◆ **Set exercise**:
Rescale the records starting with the line that contains "Target: white glove" and going on through the line that contains "(327, 1115)", both included: write those lines out again, requests included, with every coordinate in the answers multiplied by 0.2 and rounded to a whole number, halves rounding up. Give back only those lines.

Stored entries
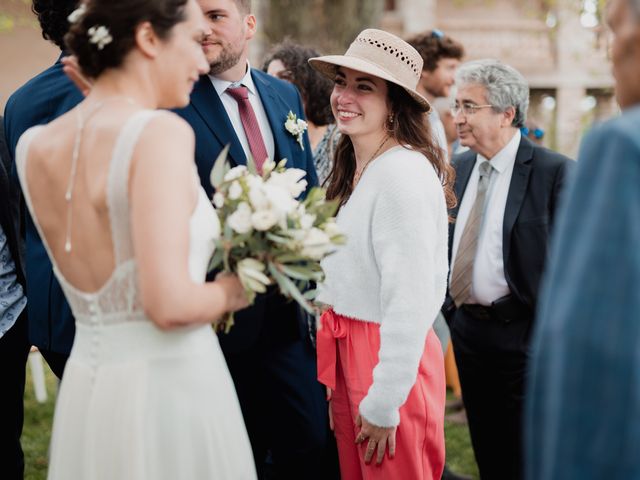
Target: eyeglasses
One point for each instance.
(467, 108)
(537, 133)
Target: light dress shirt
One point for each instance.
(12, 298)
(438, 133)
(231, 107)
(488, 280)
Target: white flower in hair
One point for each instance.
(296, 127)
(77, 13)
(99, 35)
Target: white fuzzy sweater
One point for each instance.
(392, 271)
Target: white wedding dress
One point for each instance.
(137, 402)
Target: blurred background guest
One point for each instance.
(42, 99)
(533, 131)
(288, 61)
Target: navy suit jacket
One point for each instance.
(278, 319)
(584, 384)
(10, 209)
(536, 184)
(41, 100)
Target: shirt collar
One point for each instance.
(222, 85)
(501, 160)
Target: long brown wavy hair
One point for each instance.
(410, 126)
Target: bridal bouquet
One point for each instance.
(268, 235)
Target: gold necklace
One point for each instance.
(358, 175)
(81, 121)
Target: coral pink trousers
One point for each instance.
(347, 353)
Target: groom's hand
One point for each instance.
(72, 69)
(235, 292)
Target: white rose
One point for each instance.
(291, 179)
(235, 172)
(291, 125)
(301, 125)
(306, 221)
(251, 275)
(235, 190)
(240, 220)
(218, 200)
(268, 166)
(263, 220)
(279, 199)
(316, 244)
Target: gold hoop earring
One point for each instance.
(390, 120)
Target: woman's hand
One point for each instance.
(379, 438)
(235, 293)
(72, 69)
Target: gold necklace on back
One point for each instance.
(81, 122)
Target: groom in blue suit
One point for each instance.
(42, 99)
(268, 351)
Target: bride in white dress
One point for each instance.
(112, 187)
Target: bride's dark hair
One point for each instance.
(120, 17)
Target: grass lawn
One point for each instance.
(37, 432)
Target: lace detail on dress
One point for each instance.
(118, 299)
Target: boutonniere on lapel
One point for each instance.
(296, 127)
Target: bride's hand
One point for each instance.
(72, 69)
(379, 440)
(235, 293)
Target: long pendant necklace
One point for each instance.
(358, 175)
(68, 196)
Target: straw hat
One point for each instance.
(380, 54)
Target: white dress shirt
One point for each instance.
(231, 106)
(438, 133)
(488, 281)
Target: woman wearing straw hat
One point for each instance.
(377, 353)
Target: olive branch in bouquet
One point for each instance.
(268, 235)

--

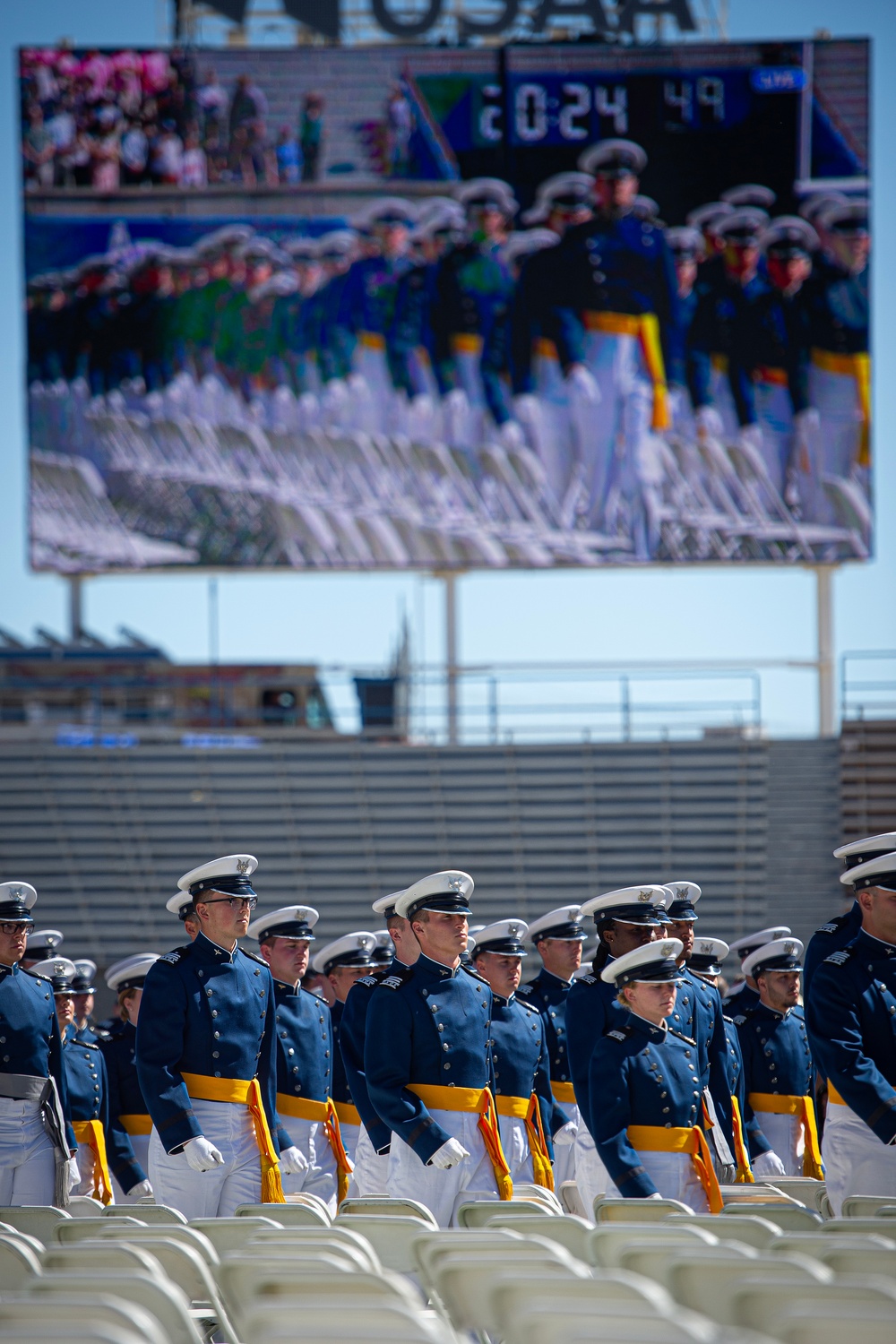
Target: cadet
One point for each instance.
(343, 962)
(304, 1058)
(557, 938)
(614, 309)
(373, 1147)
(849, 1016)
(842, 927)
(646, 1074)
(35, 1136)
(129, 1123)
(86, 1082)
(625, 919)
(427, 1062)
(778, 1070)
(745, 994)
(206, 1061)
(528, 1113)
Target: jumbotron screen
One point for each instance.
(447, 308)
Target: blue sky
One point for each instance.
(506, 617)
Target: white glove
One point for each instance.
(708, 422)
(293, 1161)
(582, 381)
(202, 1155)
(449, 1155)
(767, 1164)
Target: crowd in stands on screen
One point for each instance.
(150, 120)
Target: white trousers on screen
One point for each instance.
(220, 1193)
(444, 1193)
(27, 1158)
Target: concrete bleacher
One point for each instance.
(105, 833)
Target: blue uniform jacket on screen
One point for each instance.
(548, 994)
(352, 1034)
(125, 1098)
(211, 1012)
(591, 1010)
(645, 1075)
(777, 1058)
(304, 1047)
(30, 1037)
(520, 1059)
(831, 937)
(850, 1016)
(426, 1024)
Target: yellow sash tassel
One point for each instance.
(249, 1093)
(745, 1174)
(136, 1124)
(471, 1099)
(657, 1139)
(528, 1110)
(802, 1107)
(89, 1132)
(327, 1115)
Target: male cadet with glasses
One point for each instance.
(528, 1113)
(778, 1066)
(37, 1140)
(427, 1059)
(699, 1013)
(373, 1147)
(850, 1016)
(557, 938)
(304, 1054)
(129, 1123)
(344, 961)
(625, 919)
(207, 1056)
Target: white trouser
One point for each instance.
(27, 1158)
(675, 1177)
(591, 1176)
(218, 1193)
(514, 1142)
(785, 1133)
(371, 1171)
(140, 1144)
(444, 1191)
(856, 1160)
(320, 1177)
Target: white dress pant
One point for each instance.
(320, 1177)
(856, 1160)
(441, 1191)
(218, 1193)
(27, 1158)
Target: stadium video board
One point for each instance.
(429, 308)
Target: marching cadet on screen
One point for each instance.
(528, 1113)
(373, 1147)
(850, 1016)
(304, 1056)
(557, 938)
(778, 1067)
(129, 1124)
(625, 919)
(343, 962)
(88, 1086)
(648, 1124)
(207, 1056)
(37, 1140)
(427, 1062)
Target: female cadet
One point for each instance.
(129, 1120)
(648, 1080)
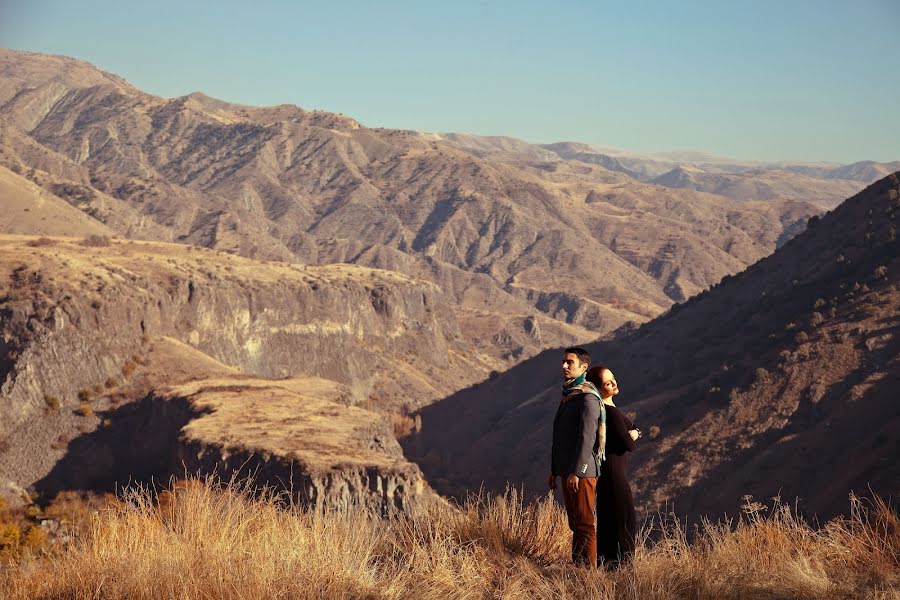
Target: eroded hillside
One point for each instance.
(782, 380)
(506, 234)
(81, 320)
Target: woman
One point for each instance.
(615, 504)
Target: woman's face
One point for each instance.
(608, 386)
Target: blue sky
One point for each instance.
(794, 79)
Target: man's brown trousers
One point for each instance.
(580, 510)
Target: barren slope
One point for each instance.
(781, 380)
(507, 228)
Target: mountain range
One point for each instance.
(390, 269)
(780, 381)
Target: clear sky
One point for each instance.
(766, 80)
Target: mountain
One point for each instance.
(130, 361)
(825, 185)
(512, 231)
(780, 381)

* * *

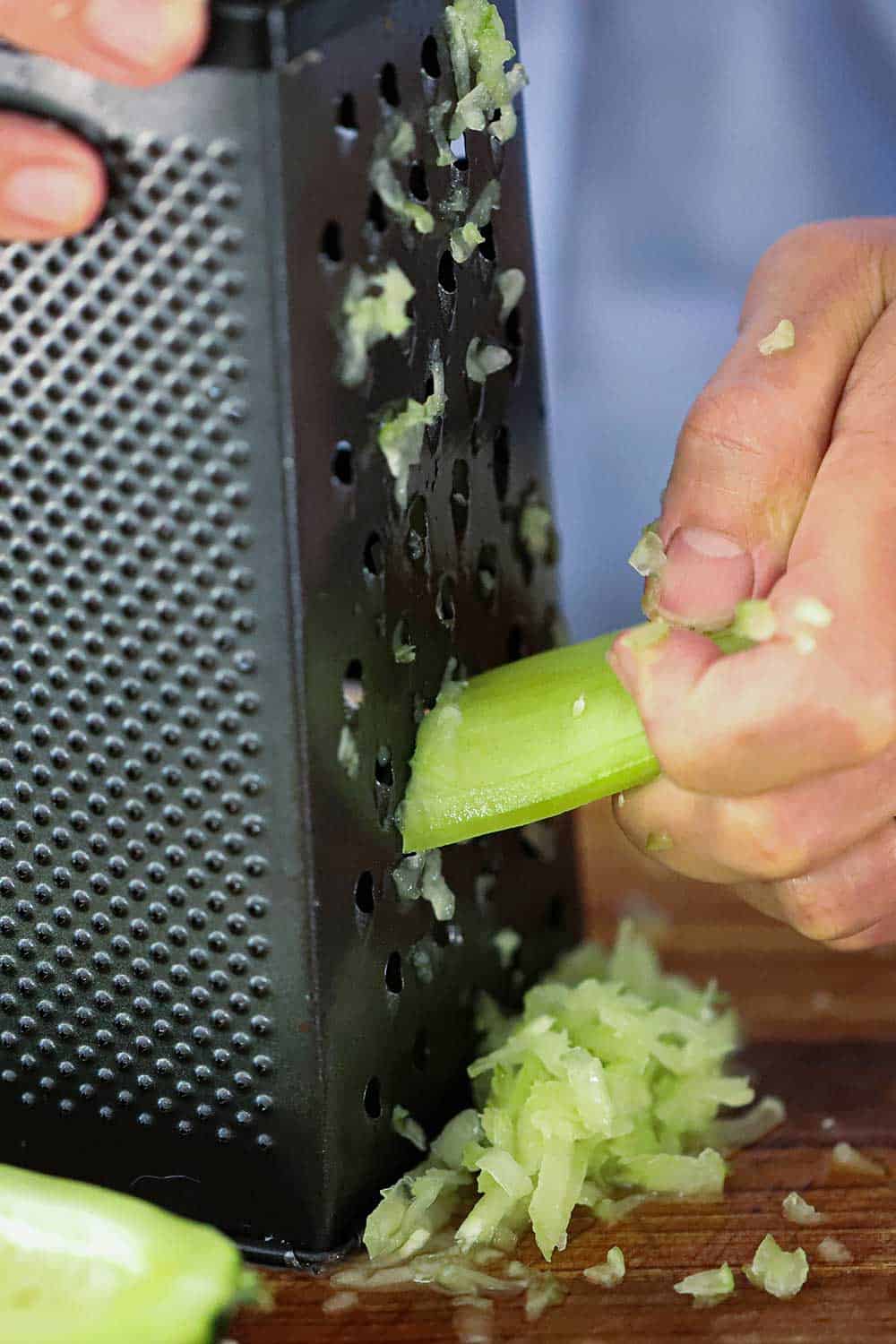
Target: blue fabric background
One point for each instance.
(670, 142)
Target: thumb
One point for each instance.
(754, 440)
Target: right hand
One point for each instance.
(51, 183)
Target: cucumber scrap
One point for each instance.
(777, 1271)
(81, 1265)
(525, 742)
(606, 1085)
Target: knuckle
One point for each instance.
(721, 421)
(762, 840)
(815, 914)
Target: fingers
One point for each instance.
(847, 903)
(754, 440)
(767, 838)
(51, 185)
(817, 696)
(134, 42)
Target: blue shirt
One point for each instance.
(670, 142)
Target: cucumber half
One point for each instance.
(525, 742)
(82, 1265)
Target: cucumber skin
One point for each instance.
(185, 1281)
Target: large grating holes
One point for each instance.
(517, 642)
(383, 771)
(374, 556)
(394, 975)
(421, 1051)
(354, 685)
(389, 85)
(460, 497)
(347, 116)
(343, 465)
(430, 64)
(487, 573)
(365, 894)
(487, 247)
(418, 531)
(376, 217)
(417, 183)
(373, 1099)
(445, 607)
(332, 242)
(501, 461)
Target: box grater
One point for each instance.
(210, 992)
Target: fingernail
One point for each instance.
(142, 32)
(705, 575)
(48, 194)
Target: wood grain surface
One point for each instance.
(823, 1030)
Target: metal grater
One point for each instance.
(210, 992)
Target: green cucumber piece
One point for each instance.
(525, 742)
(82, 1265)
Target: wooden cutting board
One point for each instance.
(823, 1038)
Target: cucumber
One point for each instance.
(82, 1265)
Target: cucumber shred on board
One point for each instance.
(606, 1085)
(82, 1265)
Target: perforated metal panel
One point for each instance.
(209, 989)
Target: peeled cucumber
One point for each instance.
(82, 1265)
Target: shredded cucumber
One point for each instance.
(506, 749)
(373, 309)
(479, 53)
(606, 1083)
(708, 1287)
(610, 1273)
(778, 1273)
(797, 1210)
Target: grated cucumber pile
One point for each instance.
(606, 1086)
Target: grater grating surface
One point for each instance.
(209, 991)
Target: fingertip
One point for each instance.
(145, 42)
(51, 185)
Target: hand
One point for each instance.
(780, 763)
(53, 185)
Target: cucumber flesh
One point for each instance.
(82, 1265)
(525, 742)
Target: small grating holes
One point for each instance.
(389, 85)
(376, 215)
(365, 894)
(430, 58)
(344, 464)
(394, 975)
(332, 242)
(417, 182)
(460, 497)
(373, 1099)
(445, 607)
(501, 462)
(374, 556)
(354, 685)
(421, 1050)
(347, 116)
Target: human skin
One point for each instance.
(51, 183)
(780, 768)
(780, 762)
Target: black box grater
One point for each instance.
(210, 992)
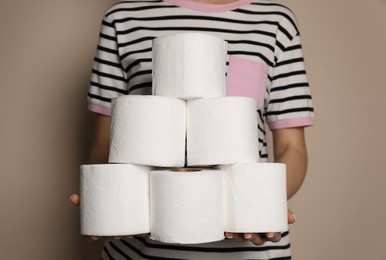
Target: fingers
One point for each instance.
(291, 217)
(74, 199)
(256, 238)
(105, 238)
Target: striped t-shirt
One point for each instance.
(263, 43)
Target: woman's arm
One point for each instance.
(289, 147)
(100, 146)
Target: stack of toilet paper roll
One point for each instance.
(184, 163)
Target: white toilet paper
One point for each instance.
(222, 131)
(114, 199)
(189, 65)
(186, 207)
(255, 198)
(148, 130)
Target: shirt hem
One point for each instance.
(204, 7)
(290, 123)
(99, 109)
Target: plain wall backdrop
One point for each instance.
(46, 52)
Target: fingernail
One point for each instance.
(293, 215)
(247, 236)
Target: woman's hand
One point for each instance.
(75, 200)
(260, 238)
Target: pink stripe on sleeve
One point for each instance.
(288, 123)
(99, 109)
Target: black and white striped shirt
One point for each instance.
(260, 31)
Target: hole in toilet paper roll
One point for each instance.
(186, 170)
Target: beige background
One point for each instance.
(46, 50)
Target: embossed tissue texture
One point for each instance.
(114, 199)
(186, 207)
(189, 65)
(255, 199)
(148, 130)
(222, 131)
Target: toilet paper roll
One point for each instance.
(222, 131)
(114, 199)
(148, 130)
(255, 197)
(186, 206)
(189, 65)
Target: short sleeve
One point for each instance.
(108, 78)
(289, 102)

◆ **Solution to this exercise**:
Target: white glove
One point for each instance.
(142, 84)
(59, 232)
(116, 76)
(40, 231)
(90, 231)
(153, 233)
Target: crowd in stands on screen
One point for each instance.
(30, 24)
Target: white trousers on screen
One point for each instance.
(44, 239)
(89, 239)
(5, 232)
Target: concrete bleacher
One point for each instance.
(21, 167)
Target: blue uniform jacket on screen
One point for each instance.
(110, 199)
(70, 207)
(25, 220)
(42, 202)
(118, 202)
(129, 215)
(155, 212)
(61, 209)
(6, 207)
(104, 212)
(166, 187)
(170, 203)
(85, 205)
Target: yellow sash tassel
One point for each instance.
(50, 219)
(149, 235)
(27, 225)
(94, 220)
(131, 228)
(106, 222)
(160, 221)
(18, 226)
(65, 223)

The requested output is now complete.